Texte -
« Pourquoi tout le monde croit que le pire est déjà passé ? » Cette phrase, c’est Susie qui la prononce - jeune danseuse qui a fui l’Ohio pour intégrer une prestigieuse académie de danse à Berlin, en 1977, et qui découvre - puis rejoint - un complot diabolique pour rendre sa puissance à la fondatrice des lieux, une sorcière qui se nourrit de jeunes femmes.
Quand le Suspiria de Dario Argento, en 1977, évinçait tout contexte géopolitique pour resserrer son film autour d’un geste formel radical et psychédélique, Luca Guadagnino choisit de réinvestir l’espace de l’intrigue en la déplaçant à Berlin, pour en faire un lieu où l’Histoire se noue - les destins morbides de la « Bande à Baader », le fossé entre Berlin-Est et Berlin-Ouest, le spectre de la Shoah - tout en convoquant un imaginaire esthétique mêlant maladroitement Fassbinder, Possession de Zulawski, Pina Bausch et féminisme occulte.
Ici, la trajectoire de Susie n’est plus le coeur du film - Guadagnino lui préfère les intrigues des enseignantes et l’enquête, vouée à l’échec, de Jozef Klemperer, un vieillard psychanalyste qui recueille les craintes des jeunes étudiantes de l’académie. Alors que, chez Argento, le psychanalyste n’occupait qu’un rôle mineur, Jozef Klemperer devient ici le vecteur de dévoilement - là où sa fonction était assurée par Susie dans le film original. Mais le film pâtit du déplacement de la fonction révélatrice d’un personnage à un autre : le vieux Klemperer n’a ni l’audace, ni la naïveté de Susie - il se contente d’accumuler des diagnostics à la pelle aux étudiantes qui lui confient leurs craintes. « Simulacre », « transfert », « confusion »… Le film énumère des concepts psychanalytiques sans pour autant nous laisser douter de l’existence des sorcières et de leur complot macabre. Chez Guadagnino, le trouble n’est plus permis - rien de ce que subit Susie n’est interrogé, chaque image étant strictement définie comme “vision métaphorique”, “cauchemar” ou réel de chair et d’os : le spectateur est assailli de séquences oniriques, de scènes horrifiques ou de révélations didactiques, toujours identifiées comme telles. La totale transparence de ce qui est montré érige la certitude comme seule posture possible face aux images.

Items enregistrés
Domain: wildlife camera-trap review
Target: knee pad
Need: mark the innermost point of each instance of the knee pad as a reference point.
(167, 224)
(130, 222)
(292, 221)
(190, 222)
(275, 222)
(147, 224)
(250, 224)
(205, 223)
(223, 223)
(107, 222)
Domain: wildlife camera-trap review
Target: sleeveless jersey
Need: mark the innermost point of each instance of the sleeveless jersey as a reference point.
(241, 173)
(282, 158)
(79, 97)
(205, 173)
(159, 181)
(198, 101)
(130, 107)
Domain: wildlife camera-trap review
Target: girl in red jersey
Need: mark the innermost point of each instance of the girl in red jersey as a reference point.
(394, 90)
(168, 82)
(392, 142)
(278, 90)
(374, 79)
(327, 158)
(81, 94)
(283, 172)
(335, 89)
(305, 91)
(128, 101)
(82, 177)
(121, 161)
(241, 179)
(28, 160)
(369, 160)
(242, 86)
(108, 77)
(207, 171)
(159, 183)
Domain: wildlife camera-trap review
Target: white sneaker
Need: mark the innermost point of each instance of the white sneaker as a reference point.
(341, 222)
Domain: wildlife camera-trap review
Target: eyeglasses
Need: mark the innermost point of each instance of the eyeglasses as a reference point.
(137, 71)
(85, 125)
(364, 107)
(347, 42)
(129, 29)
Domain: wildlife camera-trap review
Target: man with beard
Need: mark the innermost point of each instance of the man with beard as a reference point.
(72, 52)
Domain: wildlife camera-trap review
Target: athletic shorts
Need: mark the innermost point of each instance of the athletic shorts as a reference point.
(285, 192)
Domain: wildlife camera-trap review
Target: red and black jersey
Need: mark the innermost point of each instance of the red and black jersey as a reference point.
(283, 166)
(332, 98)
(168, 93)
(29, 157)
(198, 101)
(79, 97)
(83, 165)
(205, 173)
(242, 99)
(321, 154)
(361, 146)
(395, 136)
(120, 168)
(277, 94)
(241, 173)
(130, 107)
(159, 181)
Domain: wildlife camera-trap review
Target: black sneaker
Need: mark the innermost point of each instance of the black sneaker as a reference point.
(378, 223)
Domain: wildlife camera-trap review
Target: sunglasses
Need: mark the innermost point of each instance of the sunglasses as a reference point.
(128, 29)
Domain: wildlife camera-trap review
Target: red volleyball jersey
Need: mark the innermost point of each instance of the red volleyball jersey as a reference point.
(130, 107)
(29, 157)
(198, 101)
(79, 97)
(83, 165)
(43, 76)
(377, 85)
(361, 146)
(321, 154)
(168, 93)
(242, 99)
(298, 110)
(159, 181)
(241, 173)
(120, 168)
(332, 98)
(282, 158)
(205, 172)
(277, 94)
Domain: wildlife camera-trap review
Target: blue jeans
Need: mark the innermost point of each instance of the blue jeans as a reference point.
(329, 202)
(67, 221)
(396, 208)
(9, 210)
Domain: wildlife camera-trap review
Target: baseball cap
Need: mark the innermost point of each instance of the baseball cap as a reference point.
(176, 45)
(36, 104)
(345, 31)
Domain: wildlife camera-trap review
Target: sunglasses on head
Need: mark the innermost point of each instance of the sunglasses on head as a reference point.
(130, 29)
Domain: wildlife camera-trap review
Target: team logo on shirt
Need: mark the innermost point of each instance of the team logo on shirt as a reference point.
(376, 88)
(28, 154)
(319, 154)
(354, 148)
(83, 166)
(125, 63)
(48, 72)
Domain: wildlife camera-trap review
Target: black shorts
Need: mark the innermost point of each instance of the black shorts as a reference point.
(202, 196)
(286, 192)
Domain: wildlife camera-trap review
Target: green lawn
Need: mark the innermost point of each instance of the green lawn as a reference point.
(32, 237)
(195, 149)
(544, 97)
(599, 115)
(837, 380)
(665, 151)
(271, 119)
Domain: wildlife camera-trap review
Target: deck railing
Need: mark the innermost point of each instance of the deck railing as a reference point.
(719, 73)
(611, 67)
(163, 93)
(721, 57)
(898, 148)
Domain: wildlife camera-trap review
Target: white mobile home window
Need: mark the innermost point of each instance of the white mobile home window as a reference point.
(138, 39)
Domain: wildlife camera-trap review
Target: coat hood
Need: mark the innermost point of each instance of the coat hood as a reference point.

Travail à faire -
A – Relevez tous les concepts psychanalytiques que la critique de Suspiria cite entre guillemets.
B – Recopiez le passage de la critique de Suspiria allant de « Quand le Suspiria » jusqu'à « et féminisme occulte. ».
C – Prolongez la critique de Suspiria au-delà de sa dernière phrase.

Réponses aux exercices -
A – « Simulacre », « transfert », « confusion »

B –
Quand le Suspiria de Dario Argento, en 1977, évinçait tout contexte géopolitique pour resserrer son film autour d’un geste formel radical et psychédélique, Luca Guadagnino choisit de réinvestir l’espace de l’intrigue en la déplaçant à Berlin, pour en faire un lieu où l’Histoire se noue - les destins morbides de la « Bande à Baader », le fossé entre Berlin-Est et Berlin-Ouest, le spectre de la Shoah - tout en convoquant un imaginaire esthétique mêlant maladroitement Fassbinder, Possession de Zulawski, Pina Bausch et féminisme occulte.

C –
De son prédécesseur, Suspiria ne garde finalement pas grand-chose, si ce n’est quelques gimmicks d’Argento (quelques zooms forcés, les soupirs incessants de la bande son…) et sa trame narrative, vite expédiée. Ce n’est pas le dévoilement du complot qui importe ici, mais la mise en scène d’un macabre chic. Guadagnino s’attache pourtant à rendre l’occulte “visible” : les quelques scènes de répétition donnent à voir le potentiel grotesque de la danse - par la déformation des corps jusqu’à sa force d’évocation d’un paganisme sans âge.
Suspiria s’attelant à composer avec la donnée du féminisme, la trame originelle s’en trouve perturbée : la figure de la sorcière étant désormais réinvestie d’une mission politique et d’une charge positive, Susie n’est plus victime du coven, mais en devient petit à petit la matriarche ultime et salvatrice. Guadagnino vide l’académie de danse de tous ses personnages masculins - pourtant bien présents chez Argento - pour ne garder qu’un gynécée aux allures de couvent diabolique. Les hommes qui y entrent voient leur masculinité mise à rude épreuve, les sorcières s’empressant de tourner leur phallus en dérision et de révéler le grotesque d’un corps masculin. L’ambition de réécriture prend une tournure plus équivoque lorsque c’est au tour de Jozef Klemperer de tomber entre les griffes du coven, puisque le personnage est interprété par Tilda Swinton, et qu’une fois mis à nu, son corps - un “postiche” - apparaît comme un artifice aussi répugnant et étranger que celui de la repoussante matriarche Markos.